**AIM:** Lines before the one containing "the wooden board" are excluded; reproduce that line and all lines after it in the entries below, exactly.

**SUPPLIED MATERIAL:**
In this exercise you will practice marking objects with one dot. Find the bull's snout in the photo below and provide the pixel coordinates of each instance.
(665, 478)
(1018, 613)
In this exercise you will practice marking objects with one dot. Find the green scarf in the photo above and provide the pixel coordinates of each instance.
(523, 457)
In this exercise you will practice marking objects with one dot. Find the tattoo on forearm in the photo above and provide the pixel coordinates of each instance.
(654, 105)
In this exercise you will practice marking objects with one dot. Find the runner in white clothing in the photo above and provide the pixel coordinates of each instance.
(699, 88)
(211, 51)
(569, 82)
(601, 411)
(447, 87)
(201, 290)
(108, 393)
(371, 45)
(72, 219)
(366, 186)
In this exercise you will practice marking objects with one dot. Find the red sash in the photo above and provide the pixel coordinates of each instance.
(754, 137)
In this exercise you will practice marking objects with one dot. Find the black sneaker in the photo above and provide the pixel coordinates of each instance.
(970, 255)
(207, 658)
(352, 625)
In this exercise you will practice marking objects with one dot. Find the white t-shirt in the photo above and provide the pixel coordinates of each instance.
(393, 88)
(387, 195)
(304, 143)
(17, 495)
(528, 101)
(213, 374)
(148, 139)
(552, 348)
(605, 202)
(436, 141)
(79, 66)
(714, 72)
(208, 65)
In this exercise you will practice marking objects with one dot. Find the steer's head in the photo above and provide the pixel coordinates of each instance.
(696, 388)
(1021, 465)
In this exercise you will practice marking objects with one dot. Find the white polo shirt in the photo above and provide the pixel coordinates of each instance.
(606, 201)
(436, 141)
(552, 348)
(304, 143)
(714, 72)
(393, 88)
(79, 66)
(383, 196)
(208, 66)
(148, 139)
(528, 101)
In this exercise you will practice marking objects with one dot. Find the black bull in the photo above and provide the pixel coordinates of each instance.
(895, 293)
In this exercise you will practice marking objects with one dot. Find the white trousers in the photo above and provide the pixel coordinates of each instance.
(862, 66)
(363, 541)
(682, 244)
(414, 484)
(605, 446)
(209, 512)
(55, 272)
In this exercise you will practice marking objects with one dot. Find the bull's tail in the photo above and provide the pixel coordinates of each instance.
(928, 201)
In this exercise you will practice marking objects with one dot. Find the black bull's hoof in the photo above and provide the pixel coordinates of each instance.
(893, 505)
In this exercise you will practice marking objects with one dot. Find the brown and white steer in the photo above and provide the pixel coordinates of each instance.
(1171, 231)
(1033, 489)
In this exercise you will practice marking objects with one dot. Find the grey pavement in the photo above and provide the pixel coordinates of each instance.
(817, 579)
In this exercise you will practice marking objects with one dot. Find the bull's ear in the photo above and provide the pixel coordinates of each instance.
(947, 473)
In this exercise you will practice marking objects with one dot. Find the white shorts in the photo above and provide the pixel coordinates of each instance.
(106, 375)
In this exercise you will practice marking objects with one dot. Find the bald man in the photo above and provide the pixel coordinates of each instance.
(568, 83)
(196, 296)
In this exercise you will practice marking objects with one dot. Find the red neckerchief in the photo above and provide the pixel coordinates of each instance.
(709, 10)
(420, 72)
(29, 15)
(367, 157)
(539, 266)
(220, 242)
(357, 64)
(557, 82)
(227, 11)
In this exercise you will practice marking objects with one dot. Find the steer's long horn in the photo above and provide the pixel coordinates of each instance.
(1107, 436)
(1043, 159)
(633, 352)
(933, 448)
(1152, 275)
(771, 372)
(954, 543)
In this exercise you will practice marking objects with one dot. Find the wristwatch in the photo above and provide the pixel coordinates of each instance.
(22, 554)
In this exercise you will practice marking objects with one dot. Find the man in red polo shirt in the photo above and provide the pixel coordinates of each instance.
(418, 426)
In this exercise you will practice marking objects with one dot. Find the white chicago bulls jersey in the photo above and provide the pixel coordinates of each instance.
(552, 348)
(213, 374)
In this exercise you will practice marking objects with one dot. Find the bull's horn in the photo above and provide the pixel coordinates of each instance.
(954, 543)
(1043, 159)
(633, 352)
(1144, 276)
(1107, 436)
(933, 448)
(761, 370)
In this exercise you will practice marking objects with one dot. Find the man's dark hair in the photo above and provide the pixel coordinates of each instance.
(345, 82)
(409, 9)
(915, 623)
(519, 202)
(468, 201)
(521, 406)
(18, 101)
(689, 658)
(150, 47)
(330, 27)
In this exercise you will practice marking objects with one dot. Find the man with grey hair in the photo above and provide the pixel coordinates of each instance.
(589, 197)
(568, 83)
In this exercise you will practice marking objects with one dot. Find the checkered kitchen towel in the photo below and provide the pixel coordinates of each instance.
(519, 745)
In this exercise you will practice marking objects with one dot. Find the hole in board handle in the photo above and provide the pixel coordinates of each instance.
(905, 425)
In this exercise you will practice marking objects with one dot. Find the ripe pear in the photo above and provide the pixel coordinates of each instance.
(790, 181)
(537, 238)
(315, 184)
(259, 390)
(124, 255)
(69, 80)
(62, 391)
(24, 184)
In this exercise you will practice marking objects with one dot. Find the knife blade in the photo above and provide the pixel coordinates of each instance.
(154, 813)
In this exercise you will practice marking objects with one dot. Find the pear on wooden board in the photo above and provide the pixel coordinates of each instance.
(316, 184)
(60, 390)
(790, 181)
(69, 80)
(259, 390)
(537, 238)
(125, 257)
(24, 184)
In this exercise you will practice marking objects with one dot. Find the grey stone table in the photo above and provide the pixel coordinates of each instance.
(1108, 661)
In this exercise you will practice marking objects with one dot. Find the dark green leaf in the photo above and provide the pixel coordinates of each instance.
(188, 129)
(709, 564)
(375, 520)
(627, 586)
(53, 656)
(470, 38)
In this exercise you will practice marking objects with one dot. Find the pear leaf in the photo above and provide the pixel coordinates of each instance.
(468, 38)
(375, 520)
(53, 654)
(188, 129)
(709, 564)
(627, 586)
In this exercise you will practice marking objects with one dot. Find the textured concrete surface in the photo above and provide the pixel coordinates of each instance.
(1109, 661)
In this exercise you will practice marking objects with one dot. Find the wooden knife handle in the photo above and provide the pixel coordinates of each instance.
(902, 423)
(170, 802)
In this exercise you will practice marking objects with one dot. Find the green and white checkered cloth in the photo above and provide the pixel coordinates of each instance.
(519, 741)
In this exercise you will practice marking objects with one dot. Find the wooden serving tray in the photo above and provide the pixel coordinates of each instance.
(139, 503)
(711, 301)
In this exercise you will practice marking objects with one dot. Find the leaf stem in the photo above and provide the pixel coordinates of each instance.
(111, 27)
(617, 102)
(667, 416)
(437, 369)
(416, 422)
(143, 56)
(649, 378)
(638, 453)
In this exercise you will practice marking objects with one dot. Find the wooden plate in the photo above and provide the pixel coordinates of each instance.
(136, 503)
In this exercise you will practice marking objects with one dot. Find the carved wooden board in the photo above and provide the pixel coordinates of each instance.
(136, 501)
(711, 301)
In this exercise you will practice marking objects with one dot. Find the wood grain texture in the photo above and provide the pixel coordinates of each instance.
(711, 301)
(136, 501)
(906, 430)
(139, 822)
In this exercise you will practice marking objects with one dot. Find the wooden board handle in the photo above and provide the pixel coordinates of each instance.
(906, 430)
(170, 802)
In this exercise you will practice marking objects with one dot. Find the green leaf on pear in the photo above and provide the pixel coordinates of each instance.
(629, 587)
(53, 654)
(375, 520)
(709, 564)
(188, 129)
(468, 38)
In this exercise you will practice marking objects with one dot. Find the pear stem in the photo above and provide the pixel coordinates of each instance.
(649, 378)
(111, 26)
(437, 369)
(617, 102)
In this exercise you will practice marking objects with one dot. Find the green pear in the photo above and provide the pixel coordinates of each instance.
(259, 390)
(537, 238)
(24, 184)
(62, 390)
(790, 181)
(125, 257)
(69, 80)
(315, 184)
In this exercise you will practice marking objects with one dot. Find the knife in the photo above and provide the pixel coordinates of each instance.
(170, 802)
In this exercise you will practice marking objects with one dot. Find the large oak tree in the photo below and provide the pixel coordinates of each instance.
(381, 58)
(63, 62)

**SOLUTION:**
In this exercise you will practice marking objects with one dot. Find the wooden board handle in the photo above and provide the pixel coordinates of each instance.
(906, 430)
(170, 802)
In this exercise you will practice marking objects with one dot. Find the green leaf on pear in the photo above and provide the pixel coordinates of each instance.
(629, 587)
(53, 654)
(375, 520)
(709, 564)
(188, 129)
(468, 38)
In this exercise you will practice marking objects with one dot. Find the pear stem in the photo above and provide the pixel coordinates of each instance.
(649, 378)
(111, 26)
(437, 369)
(617, 102)
In this exercise you will practice marking objects with one dot. Find the green pear in the photo above and provide the pixel coordinates of each instance.
(259, 390)
(537, 238)
(24, 184)
(62, 390)
(790, 181)
(125, 257)
(69, 80)
(315, 184)
In this exercise you will practice marking objects with one dot. Find the knife in the photo above and provide the pixel coordinates of each instance.
(170, 802)
In this exercise you will practice marking objects with one dot. Find the large oak tree in the photo below and provide the pixel coordinates of each instance.
(381, 58)
(63, 62)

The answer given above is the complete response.